### [ENTRIES SUPPLIED]
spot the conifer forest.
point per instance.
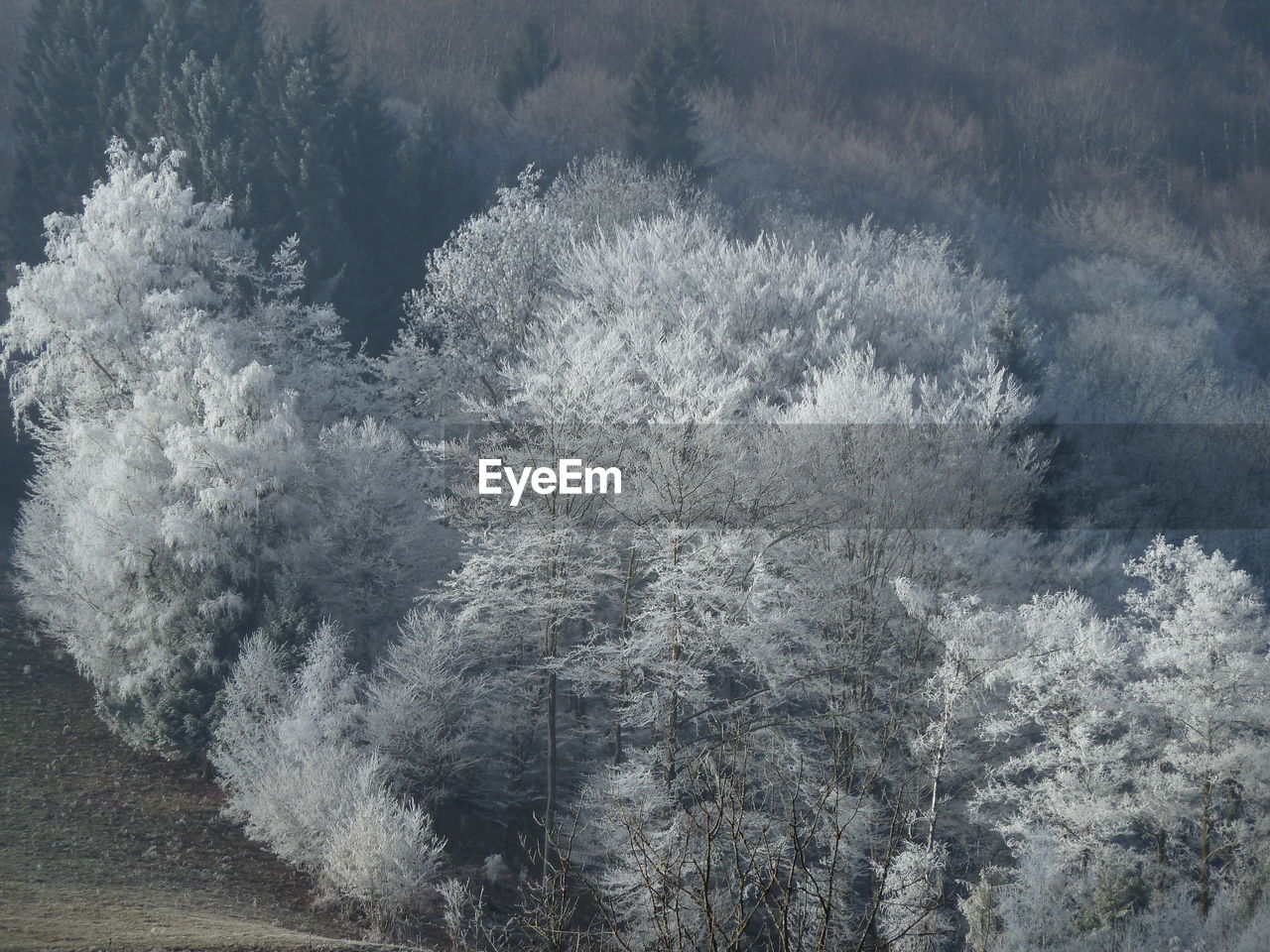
(636, 475)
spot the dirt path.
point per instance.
(103, 848)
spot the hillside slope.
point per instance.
(105, 848)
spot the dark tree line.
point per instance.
(300, 144)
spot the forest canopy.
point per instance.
(928, 336)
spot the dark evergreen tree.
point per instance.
(71, 75)
(697, 51)
(153, 76)
(368, 151)
(529, 64)
(204, 121)
(230, 31)
(659, 118)
(300, 190)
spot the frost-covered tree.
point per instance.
(291, 752)
(1205, 642)
(180, 395)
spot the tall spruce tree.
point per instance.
(71, 75)
(529, 64)
(659, 118)
(697, 51)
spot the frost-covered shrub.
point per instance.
(384, 856)
(291, 752)
(194, 458)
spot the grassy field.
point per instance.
(103, 848)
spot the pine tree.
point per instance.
(527, 67)
(231, 31)
(659, 118)
(368, 153)
(697, 51)
(72, 71)
(151, 77)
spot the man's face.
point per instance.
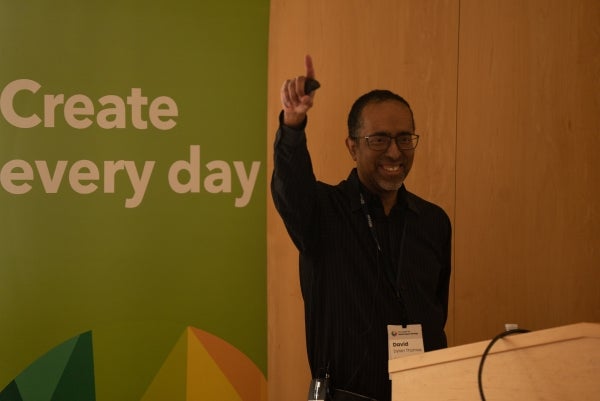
(383, 171)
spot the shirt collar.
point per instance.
(356, 187)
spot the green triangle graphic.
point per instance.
(38, 381)
(10, 392)
(77, 380)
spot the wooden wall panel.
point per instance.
(527, 232)
(408, 46)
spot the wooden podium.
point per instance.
(557, 364)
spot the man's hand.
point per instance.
(294, 100)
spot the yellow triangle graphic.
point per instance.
(205, 380)
(169, 382)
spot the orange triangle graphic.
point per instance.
(242, 373)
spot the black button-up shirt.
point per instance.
(351, 290)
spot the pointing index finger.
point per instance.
(310, 70)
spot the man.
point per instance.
(372, 254)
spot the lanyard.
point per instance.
(390, 262)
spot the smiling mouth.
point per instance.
(391, 169)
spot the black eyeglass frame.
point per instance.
(414, 141)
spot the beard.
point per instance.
(388, 184)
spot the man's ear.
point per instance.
(351, 144)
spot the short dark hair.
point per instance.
(375, 96)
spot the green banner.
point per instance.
(132, 200)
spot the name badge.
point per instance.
(405, 340)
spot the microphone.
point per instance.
(311, 85)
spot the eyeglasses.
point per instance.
(383, 141)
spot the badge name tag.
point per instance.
(405, 341)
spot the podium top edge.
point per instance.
(509, 343)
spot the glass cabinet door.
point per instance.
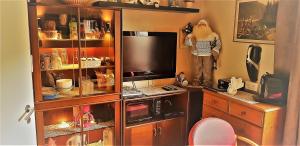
(97, 51)
(63, 127)
(98, 124)
(58, 51)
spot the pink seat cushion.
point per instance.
(212, 131)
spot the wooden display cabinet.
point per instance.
(76, 66)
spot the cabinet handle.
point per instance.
(214, 101)
(155, 132)
(27, 109)
(243, 113)
(159, 131)
(27, 118)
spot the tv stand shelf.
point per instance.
(168, 117)
(143, 7)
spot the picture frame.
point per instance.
(255, 21)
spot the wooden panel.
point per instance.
(211, 112)
(240, 127)
(171, 132)
(273, 127)
(247, 114)
(140, 135)
(215, 102)
(245, 129)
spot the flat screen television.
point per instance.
(149, 55)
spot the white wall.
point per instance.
(16, 80)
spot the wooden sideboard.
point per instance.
(262, 123)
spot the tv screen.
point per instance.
(149, 55)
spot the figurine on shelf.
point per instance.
(150, 2)
(87, 117)
(101, 80)
(73, 28)
(110, 79)
(56, 62)
(51, 142)
(205, 46)
(181, 80)
(75, 140)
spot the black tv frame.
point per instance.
(148, 76)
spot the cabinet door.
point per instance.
(171, 132)
(98, 61)
(54, 45)
(140, 135)
(60, 127)
(15, 71)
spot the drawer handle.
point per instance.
(240, 131)
(243, 113)
(214, 102)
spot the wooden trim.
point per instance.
(117, 24)
(118, 123)
(34, 42)
(39, 121)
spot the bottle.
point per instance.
(110, 79)
(73, 28)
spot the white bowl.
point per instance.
(64, 83)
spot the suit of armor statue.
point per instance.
(205, 46)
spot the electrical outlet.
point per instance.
(251, 86)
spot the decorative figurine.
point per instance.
(150, 2)
(75, 140)
(234, 85)
(87, 117)
(51, 142)
(181, 80)
(205, 46)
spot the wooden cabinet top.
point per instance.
(257, 106)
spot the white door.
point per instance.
(16, 80)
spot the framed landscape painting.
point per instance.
(255, 21)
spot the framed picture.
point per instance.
(255, 21)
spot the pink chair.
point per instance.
(213, 132)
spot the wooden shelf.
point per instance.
(143, 7)
(76, 66)
(67, 43)
(152, 121)
(75, 101)
(53, 130)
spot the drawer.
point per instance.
(215, 102)
(246, 129)
(240, 127)
(247, 114)
(211, 112)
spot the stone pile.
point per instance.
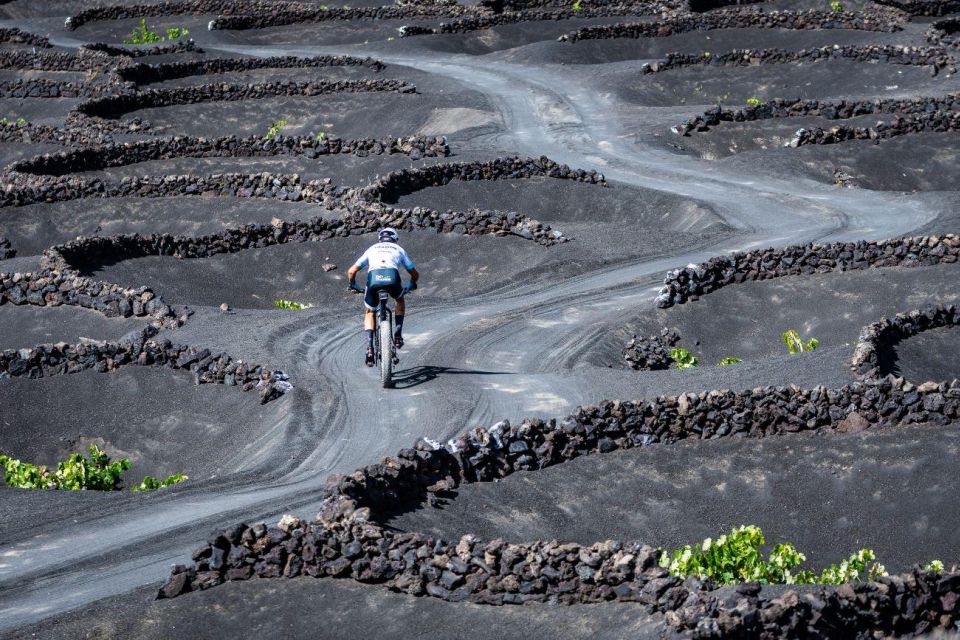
(924, 7)
(868, 19)
(139, 348)
(944, 32)
(6, 249)
(47, 88)
(57, 286)
(118, 155)
(148, 73)
(16, 36)
(831, 110)
(935, 122)
(346, 542)
(651, 353)
(114, 106)
(48, 61)
(935, 57)
(486, 21)
(695, 280)
(883, 335)
(181, 46)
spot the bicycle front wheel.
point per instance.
(386, 355)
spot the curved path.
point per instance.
(514, 352)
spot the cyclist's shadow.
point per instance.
(415, 376)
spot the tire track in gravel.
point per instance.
(525, 332)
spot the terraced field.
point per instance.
(595, 193)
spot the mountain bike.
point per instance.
(383, 335)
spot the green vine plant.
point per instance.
(275, 128)
(683, 358)
(77, 473)
(142, 34)
(795, 343)
(735, 557)
(290, 304)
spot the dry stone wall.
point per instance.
(345, 541)
(147, 73)
(935, 57)
(182, 46)
(52, 287)
(142, 349)
(870, 19)
(695, 280)
(114, 106)
(828, 109)
(882, 336)
(118, 155)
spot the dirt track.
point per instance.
(503, 328)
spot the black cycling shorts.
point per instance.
(381, 279)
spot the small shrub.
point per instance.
(290, 304)
(76, 473)
(735, 557)
(683, 358)
(934, 565)
(796, 345)
(142, 34)
(275, 128)
(149, 483)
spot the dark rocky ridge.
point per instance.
(148, 73)
(16, 36)
(344, 541)
(936, 57)
(871, 19)
(139, 348)
(877, 340)
(118, 155)
(689, 283)
(117, 105)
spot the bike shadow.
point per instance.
(415, 376)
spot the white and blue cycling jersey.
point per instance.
(385, 255)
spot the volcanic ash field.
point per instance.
(682, 361)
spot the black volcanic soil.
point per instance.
(33, 228)
(930, 355)
(342, 609)
(747, 320)
(205, 434)
(27, 325)
(678, 494)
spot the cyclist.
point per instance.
(382, 262)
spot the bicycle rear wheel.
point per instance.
(386, 355)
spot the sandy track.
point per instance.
(509, 353)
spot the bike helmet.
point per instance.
(388, 235)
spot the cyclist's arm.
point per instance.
(355, 269)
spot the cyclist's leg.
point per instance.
(369, 323)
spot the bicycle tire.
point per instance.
(386, 355)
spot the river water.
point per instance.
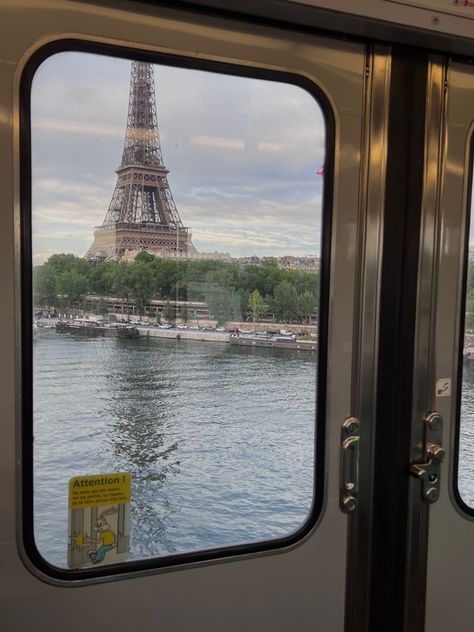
(219, 440)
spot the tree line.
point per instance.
(231, 291)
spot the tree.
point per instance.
(168, 311)
(121, 286)
(73, 285)
(44, 285)
(306, 304)
(100, 307)
(183, 313)
(285, 301)
(141, 284)
(257, 305)
(223, 303)
(469, 324)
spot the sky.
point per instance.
(243, 156)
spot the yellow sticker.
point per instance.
(99, 519)
(101, 489)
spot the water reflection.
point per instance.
(140, 392)
(219, 441)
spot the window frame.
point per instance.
(26, 471)
(460, 504)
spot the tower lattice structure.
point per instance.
(142, 214)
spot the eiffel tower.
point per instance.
(142, 214)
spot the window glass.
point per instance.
(176, 224)
(466, 430)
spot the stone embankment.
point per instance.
(184, 334)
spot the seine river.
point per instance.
(219, 440)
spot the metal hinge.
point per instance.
(349, 490)
(429, 472)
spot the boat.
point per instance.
(86, 327)
(276, 342)
(126, 331)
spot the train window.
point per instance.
(465, 464)
(175, 308)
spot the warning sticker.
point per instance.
(99, 519)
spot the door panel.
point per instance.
(283, 589)
(450, 569)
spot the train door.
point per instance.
(442, 488)
(281, 583)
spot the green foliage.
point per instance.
(141, 284)
(306, 303)
(72, 285)
(44, 286)
(231, 291)
(257, 305)
(168, 311)
(183, 313)
(223, 303)
(285, 301)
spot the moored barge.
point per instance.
(92, 328)
(276, 342)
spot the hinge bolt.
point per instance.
(351, 425)
(434, 421)
(349, 503)
(432, 494)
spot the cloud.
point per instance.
(242, 155)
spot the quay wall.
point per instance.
(184, 334)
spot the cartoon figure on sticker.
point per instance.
(106, 539)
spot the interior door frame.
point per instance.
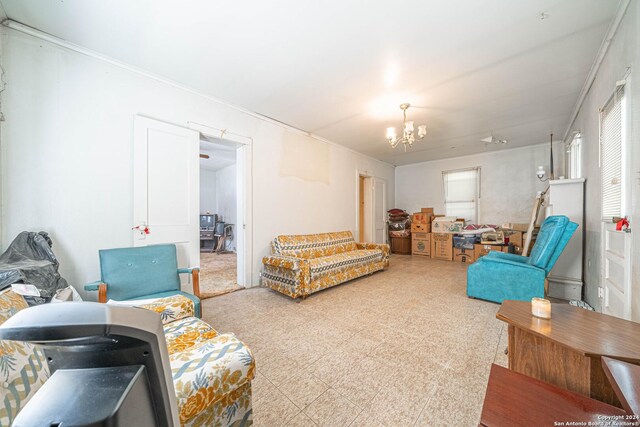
(244, 185)
(141, 124)
(368, 175)
(384, 182)
(365, 174)
(627, 211)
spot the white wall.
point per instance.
(226, 196)
(67, 156)
(508, 183)
(623, 52)
(207, 191)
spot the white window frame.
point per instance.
(478, 191)
(624, 158)
(574, 157)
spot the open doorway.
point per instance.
(370, 223)
(219, 217)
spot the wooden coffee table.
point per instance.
(566, 350)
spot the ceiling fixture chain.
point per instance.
(408, 134)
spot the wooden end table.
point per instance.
(566, 350)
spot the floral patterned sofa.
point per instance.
(303, 264)
(211, 372)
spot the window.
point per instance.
(461, 193)
(612, 133)
(574, 157)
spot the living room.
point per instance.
(311, 96)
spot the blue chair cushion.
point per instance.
(549, 236)
(139, 272)
(195, 299)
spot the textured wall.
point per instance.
(508, 182)
(67, 157)
(623, 52)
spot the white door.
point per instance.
(616, 271)
(368, 224)
(379, 210)
(166, 181)
(244, 220)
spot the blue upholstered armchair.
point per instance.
(500, 276)
(141, 273)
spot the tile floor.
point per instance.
(217, 274)
(402, 347)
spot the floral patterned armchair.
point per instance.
(211, 372)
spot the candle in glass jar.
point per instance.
(541, 308)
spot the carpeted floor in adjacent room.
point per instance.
(218, 273)
(403, 347)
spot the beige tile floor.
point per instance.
(403, 347)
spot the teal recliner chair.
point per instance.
(141, 273)
(500, 276)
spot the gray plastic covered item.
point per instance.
(29, 259)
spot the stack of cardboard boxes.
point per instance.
(435, 236)
(421, 232)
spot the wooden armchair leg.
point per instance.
(195, 280)
(102, 293)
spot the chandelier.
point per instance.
(408, 136)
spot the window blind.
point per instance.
(611, 140)
(461, 193)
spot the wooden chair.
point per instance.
(142, 273)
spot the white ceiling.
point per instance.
(340, 68)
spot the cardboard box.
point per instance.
(442, 246)
(419, 217)
(464, 242)
(421, 244)
(481, 250)
(492, 238)
(434, 216)
(464, 255)
(516, 238)
(418, 227)
(516, 226)
(447, 224)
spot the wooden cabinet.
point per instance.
(400, 245)
(567, 349)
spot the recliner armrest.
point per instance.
(507, 256)
(509, 262)
(382, 246)
(195, 279)
(93, 286)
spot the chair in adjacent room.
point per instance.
(143, 273)
(500, 276)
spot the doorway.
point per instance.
(221, 224)
(372, 206)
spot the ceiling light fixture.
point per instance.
(408, 136)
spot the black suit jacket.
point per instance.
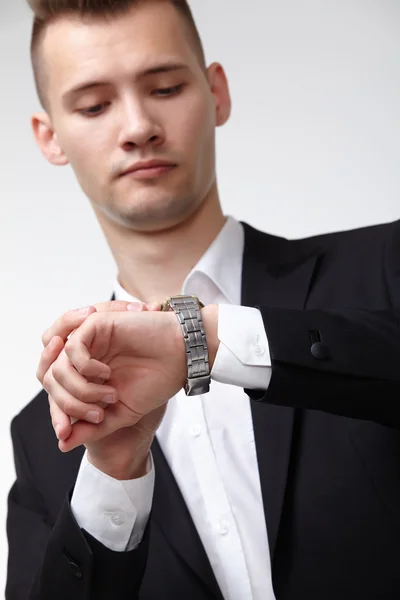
(327, 434)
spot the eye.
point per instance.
(92, 111)
(171, 91)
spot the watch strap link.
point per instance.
(187, 310)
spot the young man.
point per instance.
(282, 480)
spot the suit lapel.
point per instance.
(276, 274)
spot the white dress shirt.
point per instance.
(208, 442)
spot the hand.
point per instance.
(136, 360)
(53, 340)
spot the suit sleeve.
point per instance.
(48, 561)
(344, 362)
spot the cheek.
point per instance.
(193, 129)
(86, 154)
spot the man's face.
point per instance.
(151, 100)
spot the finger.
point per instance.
(66, 324)
(153, 306)
(114, 306)
(84, 433)
(78, 386)
(48, 356)
(140, 307)
(77, 350)
(73, 407)
(61, 422)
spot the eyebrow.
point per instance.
(155, 70)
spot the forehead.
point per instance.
(130, 43)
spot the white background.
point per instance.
(313, 146)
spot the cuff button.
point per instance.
(319, 351)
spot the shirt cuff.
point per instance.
(114, 512)
(243, 358)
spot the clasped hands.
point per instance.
(110, 370)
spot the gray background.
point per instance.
(312, 146)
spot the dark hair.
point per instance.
(46, 11)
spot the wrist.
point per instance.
(118, 458)
(121, 471)
(210, 320)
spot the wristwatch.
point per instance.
(187, 310)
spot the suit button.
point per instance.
(319, 351)
(73, 566)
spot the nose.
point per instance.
(139, 127)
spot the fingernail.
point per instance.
(93, 416)
(53, 343)
(135, 306)
(109, 399)
(83, 311)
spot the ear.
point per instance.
(220, 90)
(47, 140)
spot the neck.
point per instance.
(152, 266)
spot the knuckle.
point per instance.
(69, 407)
(47, 381)
(45, 338)
(68, 346)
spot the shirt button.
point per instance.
(195, 431)
(223, 527)
(118, 519)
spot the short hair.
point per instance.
(47, 11)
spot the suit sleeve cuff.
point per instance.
(114, 512)
(243, 357)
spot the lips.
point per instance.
(149, 167)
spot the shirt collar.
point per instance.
(221, 264)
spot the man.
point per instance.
(283, 480)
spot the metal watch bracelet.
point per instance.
(187, 310)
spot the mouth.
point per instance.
(151, 170)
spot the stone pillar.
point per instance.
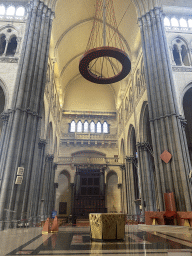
(37, 182)
(102, 189)
(123, 190)
(165, 124)
(77, 185)
(51, 205)
(132, 187)
(72, 198)
(47, 185)
(21, 132)
(146, 176)
(5, 117)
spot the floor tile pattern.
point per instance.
(139, 240)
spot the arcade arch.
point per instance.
(63, 194)
(187, 106)
(113, 194)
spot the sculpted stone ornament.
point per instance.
(182, 69)
(166, 156)
(8, 60)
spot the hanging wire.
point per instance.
(105, 64)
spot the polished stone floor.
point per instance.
(139, 240)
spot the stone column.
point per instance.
(165, 124)
(123, 190)
(102, 182)
(77, 185)
(47, 185)
(37, 181)
(131, 184)
(51, 205)
(21, 132)
(5, 117)
(147, 177)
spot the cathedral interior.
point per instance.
(73, 146)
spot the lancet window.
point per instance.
(89, 127)
(8, 42)
(180, 53)
(178, 23)
(12, 12)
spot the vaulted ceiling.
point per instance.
(71, 30)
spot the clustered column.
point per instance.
(166, 129)
(21, 132)
(131, 185)
(48, 186)
(147, 177)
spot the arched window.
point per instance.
(86, 126)
(92, 126)
(130, 99)
(12, 46)
(105, 127)
(183, 23)
(142, 74)
(2, 10)
(180, 52)
(184, 56)
(10, 11)
(99, 127)
(2, 106)
(176, 55)
(138, 82)
(174, 22)
(73, 126)
(20, 11)
(190, 23)
(79, 126)
(167, 22)
(2, 44)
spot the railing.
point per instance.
(135, 219)
(88, 160)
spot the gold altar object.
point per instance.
(107, 226)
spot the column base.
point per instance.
(7, 224)
(14, 224)
(1, 225)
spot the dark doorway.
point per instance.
(89, 192)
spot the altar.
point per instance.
(107, 226)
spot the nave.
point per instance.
(139, 240)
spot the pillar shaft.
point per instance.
(166, 128)
(21, 132)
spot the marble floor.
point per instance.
(139, 240)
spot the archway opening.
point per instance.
(2, 106)
(187, 107)
(113, 196)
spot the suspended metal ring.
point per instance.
(104, 51)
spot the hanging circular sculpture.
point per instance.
(104, 51)
(105, 60)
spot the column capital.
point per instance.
(42, 143)
(183, 121)
(5, 117)
(122, 167)
(130, 159)
(54, 166)
(49, 157)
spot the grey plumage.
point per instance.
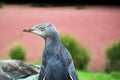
(57, 63)
(14, 69)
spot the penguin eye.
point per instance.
(41, 29)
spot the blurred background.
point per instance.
(90, 29)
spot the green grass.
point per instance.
(97, 76)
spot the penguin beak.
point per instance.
(28, 30)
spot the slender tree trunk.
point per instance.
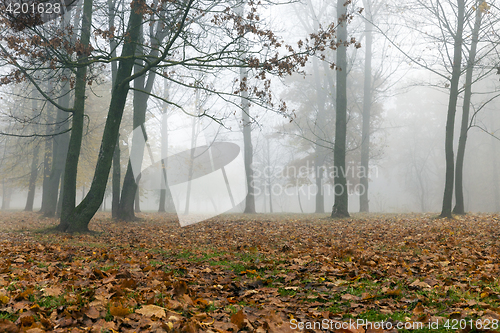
(47, 160)
(165, 193)
(126, 207)
(59, 152)
(248, 147)
(79, 218)
(32, 183)
(129, 189)
(34, 163)
(452, 109)
(75, 141)
(459, 193)
(340, 207)
(367, 101)
(320, 153)
(115, 200)
(269, 179)
(137, 201)
(115, 192)
(6, 194)
(247, 126)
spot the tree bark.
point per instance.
(452, 109)
(116, 181)
(47, 161)
(34, 165)
(367, 101)
(75, 141)
(115, 201)
(248, 147)
(459, 194)
(32, 184)
(77, 219)
(340, 207)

### [SET EXERCISE]
Reproduce the rows word for word, starting at the line that contains "spot the dark doorway." and ending at the last line of the rows. Leave the pictures out of your answer.

### [WRITTEN ANSWER]
spot the dark doorway.
point per instance.
(89, 192)
spot the altar.
point per instance.
(107, 226)
spot the nave.
point per instance.
(139, 240)
spot the pillar shaft.
point per instance.
(166, 128)
(21, 132)
spot the marble floor.
point per instance.
(139, 240)
spot the archway opening.
point per instance.
(2, 106)
(187, 107)
(113, 196)
spot the suspended metal ring.
point per instance.
(104, 51)
spot the hanging circular sculpture.
point per instance.
(104, 51)
(105, 60)
spot the column capital.
point per instance.
(42, 143)
(183, 121)
(5, 117)
(122, 167)
(130, 159)
(54, 166)
(49, 157)
spot the grey plumage.
point per instance.
(57, 63)
(14, 69)
spot the penguin eye.
point per instance.
(41, 29)
spot the blurred background.
point per instance.
(90, 29)
spot the green grass.
point per instance.
(97, 76)
spot the penguin beak.
point per instance.
(28, 30)
spot the slender tree trunk.
point per instance.
(47, 160)
(165, 193)
(126, 207)
(59, 152)
(248, 147)
(79, 218)
(32, 183)
(129, 189)
(34, 163)
(452, 109)
(75, 141)
(459, 193)
(340, 207)
(367, 101)
(320, 153)
(115, 200)
(269, 179)
(137, 201)
(115, 192)
(6, 194)
(247, 126)
spot the tree bark.
point per instance.
(452, 109)
(116, 181)
(47, 161)
(34, 165)
(367, 101)
(75, 141)
(115, 201)
(248, 147)
(459, 194)
(32, 184)
(77, 219)
(340, 207)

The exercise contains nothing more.